Tasks to complete:
a. In two sentences, what does the passage on creativity in marketing argue?
b. According to the passage on creativity in marketing, how many times more effective were creatively awarded campaigns than non-awarded ones in the period 2003-2010?
*** Opening Excerpt ***
Andy Rice
Effective creativity. It’s a concept that is central to the marketing discipline, and yet it is also one that is dismissed by too many marketers as an oxymoron. You can be creative, they say, or you can be effective.
But never both. And despite the incontrovertible evidence to the contrary, blinkered brand owners still trot out tired phrases about wanting to gain their trophies at the supermarket check-out rather than at awards ceremonies.
The facts would suggest that what these self-anointed plain speakers see as courage is in fact simple cowardice. Far from being mutually exclusive, creativity and efficacy are positively correlated. The most recent evidence is perhaps also the most convincing: by comparing the databases of the Gunn Report (creativity rankings) with the IPA Databank of Effectiveness, it has been shown that over a sixteen-year period (1994-2010), creatively-awarded campaigns were seven times more effective than non-awarded ones (rising to 12 times more effective in the more recent period 2003-2010). Why, then, do so many people who should know better still deny the importance of creativity in brand communications? I would suggest that the answer lies in that general catch-all pit of scrambled motivations that we call “human nature.” And in particular, in our in-built inclination to take the path of least resistance by favouring the manipulation of rational information and data over the more complex territory of emotions, insights and other intangibles.
*** Closing Excerpt ***
*** Opening Provided information ***
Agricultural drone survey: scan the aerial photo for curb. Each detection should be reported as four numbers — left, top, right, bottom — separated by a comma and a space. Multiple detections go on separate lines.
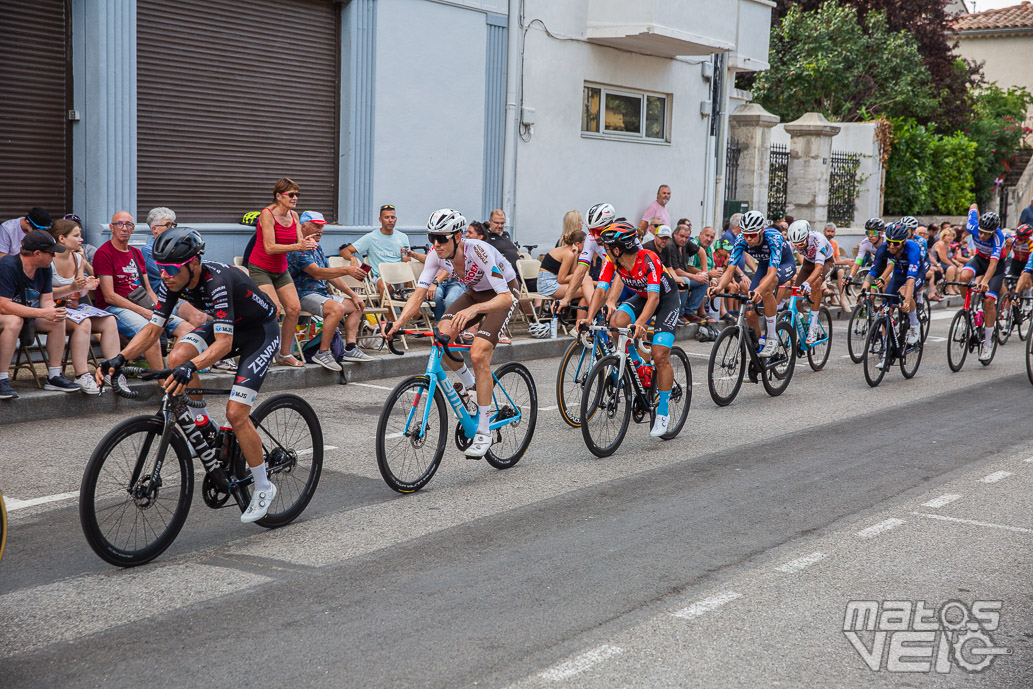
0, 296, 963, 426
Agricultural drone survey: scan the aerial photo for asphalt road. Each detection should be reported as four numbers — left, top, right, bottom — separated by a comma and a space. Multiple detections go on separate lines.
0, 314, 1033, 688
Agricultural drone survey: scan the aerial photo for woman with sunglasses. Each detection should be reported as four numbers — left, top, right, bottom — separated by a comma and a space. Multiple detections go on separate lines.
248, 177, 316, 367
97, 227, 280, 524
384, 209, 520, 460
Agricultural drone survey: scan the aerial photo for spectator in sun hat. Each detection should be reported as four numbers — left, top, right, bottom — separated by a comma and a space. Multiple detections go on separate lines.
0, 206, 54, 257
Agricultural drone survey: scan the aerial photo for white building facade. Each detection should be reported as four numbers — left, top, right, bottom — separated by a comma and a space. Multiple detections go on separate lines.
0, 0, 774, 259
*** Closing Provided information ***
Outputs in order:
a. Many marketers dismiss effective creativity as an oxymoron, but evidence from the Gunn Report and the IPA Databank of Effectiveness shows that creatively awarded campaigns were seven times more effective than non-awarded ones from 1994 to 2010. The denial persists because human nature favors the easier path of handling rational information and data over the complex territory of emotions, insights and other intangibles.

b. Twelve times more effective.